▸ **YOUR ASSIGNMENT**
The finished copy should hold every entry exactly as given, and no pictures.

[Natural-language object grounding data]
....

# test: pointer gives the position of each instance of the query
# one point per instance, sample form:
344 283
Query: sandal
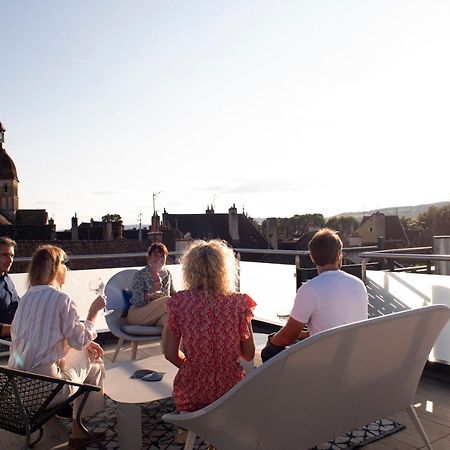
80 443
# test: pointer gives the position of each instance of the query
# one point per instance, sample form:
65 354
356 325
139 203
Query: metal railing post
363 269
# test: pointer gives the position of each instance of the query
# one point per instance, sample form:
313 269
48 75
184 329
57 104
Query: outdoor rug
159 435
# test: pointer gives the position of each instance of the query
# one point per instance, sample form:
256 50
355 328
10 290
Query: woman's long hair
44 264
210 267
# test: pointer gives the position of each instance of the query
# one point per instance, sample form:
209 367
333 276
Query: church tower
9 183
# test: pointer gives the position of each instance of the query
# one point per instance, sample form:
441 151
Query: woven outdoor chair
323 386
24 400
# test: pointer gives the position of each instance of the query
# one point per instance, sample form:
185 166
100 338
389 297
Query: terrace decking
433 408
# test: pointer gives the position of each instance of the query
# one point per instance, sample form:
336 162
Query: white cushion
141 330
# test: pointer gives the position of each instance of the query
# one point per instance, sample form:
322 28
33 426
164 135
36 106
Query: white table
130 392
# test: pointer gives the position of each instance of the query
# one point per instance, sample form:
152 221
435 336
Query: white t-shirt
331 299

....

▸ **WRITTEN ANSWER**
# test: pointer gives the position of each instance of the query
# one point per instance, sample form:
344 283
Query: sandal
80 443
# test: pointer gives the position of each instance of the query
# one point per instance, sample form:
65 354
356 325
139 203
Query: metal railing post
363 269
# test: pointer gives the position of each instance of the query
# one point per instance, sample form:
313 269
48 75
184 329
57 104
Query: outdoor rug
159 435
# test: pointer gives the position of each instance of the query
# one point per instance, sample form:
256 50
355 328
10 290
Query: woman's long hair
44 264
210 267
# test: pointer gives the position of each instance of the query
# one point per instance, sample form:
209 367
333 276
Query: church tower
9 183
# test: pointer gives the position of each instance of the query
# one point per instance, sample form:
441 151
Query: woven outdoor chair
323 386
24 400
# test: pointer gives the position of each instance of the query
# one point per instance, sample form:
185 166
100 338
389 297
Query: terrace decking
433 408
# test: pointer gives the position of each instance of the query
# one point per instance, sample form:
336 162
Query: white cushion
141 330
# test: pointer gives the position of each instance of the query
# one point per instance, sample form:
322 28
33 426
164 135
36 106
Query: white table
130 392
# test: pointer gives the position of each instance of the query
# one point per instance, sample form:
152 221
435 336
Query: white t-shirt
331 299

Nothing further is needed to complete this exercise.